■ **Exercise A**
According to the article on the dual-eligible demonstration, how many people had signed up as of May 1?
■ **Exercise B**
Write a continuation of the article on the dual-eligible demonstration, picking up after its final sentence.

■ **Passage shown**

───

Reports of low enrollment so far have not dimmed the Obama administration's optimism about its ambitious demonstration program to improve coordination of care for millions of low-income and disabled Americans who are dually eligible for Medicaid and Medicare.
The Affordable Care Act authorized demonstrations to improve care and reduce costs for the more than 9 million dual-eligible beneficiaries, many of whom have severe chronic conditions and physical or behavioral disabilities.
Of the 1.7 million people eligible to participate in the 11 states with demonstrations, 26%, or 450,844, had signed up as of May 1, according to Community Catalyst, a consumer advocacy group based in Massachusetts.
“I think we're learning as we go,” Tim Engelhardt, acting director of the CMS' Medicare-Medicaid Coordination Office, said at the Medicaid and CHIP Payment and Access Commission meeting May 14.
Under the demonstration, participating states are responsible for coordinating Medicare and Medicaid benefits and spending for dual-eligible beneficiaries through contracts with private managed-care plans. The states receive a capitated payment combining Medicaid and Medicare, minus agreed-upon savings. The plans generally are responsible for providing the full range of patient care, including long-term care, though each state's program is somewhat different.

───

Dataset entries

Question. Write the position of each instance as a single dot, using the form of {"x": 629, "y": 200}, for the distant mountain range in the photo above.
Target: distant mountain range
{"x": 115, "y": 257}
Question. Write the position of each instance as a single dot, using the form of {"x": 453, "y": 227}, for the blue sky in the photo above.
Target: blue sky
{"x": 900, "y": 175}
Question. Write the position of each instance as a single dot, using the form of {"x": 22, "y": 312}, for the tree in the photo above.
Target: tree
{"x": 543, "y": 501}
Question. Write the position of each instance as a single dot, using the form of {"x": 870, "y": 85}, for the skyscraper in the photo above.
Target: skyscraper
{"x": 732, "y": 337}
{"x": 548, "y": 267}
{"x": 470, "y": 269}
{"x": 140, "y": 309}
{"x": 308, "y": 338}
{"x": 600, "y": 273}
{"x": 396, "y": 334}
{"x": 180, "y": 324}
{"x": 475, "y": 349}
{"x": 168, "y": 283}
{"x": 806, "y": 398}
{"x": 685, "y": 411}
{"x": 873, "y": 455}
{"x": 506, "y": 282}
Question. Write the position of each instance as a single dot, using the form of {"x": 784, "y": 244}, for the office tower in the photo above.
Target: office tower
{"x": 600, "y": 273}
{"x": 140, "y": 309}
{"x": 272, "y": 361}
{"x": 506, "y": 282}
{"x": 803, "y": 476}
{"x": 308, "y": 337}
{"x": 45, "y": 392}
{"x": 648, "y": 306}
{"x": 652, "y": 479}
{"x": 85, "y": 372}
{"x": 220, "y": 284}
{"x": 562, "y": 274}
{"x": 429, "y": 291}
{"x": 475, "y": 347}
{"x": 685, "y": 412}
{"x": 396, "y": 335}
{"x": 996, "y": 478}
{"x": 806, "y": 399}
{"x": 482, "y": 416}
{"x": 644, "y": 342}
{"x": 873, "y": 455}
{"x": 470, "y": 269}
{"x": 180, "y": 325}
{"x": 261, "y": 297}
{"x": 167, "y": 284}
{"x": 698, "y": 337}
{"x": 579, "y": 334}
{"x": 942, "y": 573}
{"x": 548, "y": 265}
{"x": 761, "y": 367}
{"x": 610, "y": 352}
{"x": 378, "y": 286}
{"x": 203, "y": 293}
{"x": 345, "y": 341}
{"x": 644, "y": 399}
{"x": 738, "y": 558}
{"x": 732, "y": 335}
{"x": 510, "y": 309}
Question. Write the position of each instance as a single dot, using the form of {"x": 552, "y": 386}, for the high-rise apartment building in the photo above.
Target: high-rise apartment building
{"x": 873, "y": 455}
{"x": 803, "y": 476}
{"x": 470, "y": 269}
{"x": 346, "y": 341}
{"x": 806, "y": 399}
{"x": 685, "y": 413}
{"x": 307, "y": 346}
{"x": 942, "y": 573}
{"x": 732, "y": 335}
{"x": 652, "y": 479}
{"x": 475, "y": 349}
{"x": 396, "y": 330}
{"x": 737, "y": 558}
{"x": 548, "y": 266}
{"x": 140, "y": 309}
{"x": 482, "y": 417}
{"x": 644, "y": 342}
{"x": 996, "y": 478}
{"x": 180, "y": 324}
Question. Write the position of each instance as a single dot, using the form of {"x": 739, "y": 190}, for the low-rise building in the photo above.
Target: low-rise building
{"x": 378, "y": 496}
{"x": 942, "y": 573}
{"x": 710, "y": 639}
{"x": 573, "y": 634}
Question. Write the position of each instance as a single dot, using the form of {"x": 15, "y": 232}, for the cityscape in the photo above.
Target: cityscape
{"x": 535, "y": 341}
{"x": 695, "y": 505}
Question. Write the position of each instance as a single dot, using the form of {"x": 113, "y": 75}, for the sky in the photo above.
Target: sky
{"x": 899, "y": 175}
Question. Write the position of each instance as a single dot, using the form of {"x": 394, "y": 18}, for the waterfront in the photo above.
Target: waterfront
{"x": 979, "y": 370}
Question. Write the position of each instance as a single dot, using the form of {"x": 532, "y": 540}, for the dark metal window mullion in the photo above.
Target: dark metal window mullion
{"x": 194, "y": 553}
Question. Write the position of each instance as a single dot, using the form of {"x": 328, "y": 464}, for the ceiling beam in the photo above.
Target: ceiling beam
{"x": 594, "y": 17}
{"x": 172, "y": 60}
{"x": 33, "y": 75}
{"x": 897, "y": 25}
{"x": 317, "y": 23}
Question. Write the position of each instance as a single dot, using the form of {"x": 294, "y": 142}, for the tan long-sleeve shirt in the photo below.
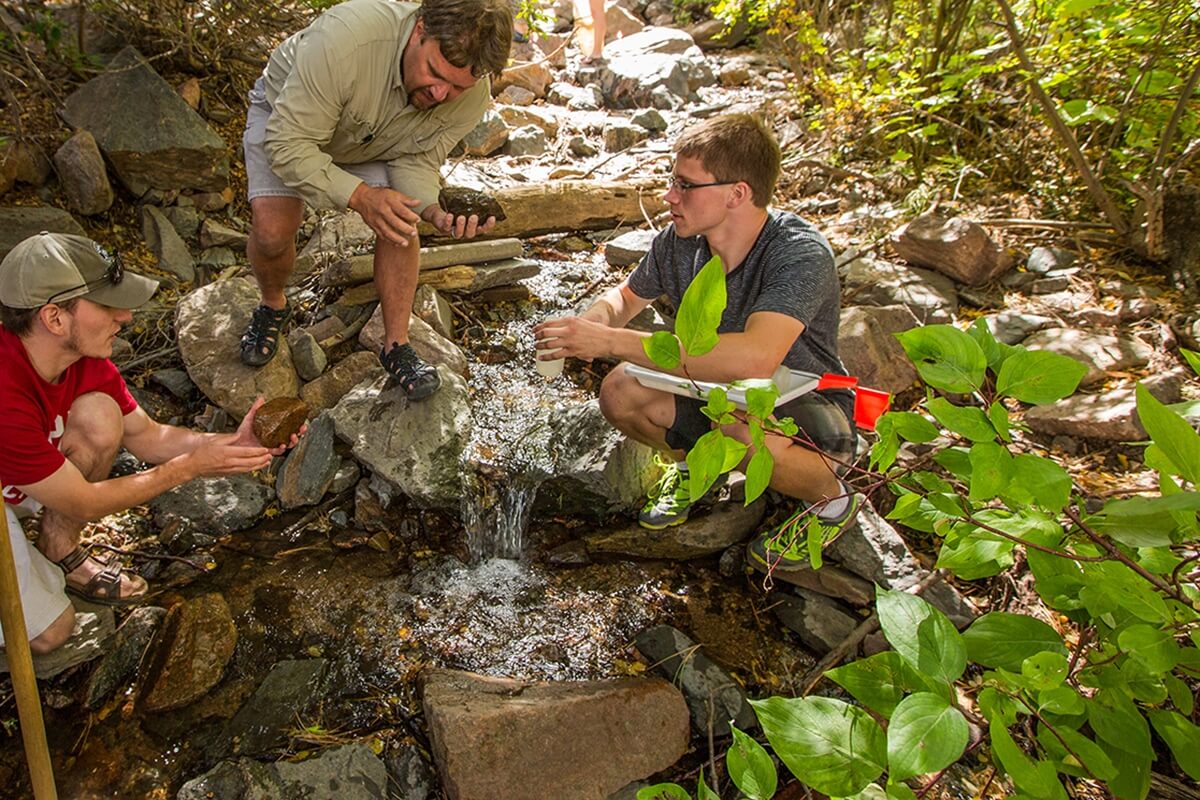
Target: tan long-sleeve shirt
{"x": 337, "y": 95}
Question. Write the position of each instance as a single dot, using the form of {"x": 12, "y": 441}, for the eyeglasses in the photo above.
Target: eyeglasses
{"x": 687, "y": 186}
{"x": 113, "y": 276}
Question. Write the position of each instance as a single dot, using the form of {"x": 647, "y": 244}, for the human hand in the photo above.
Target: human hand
{"x": 387, "y": 211}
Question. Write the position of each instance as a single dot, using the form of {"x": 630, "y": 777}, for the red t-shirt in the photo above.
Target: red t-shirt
{"x": 34, "y": 413}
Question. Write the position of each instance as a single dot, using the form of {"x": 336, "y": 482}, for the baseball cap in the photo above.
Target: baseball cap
{"x": 52, "y": 268}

───

■ **Answer A**
450,844 people, or 26% of the 1.7 million eligible in the 11 states with demonstrations.

■ **Answer B**
Dual-eligible beneficiaries make up only 13% of the population enrolled in both programs, but they account for 40% of total Medicaid spending and 27% of total Medicare spending. Experts say the current lack of program coordination results in poor quality care and unnecessarily high costs.
Engelhardt noted that this is the largest number of dual-eligible beneficiaries who have ever received full coordinated care. “If we end up spending what we're spending now, but we improve quality of care, I don't know if that's a failure,” Engelhardt said in an interview.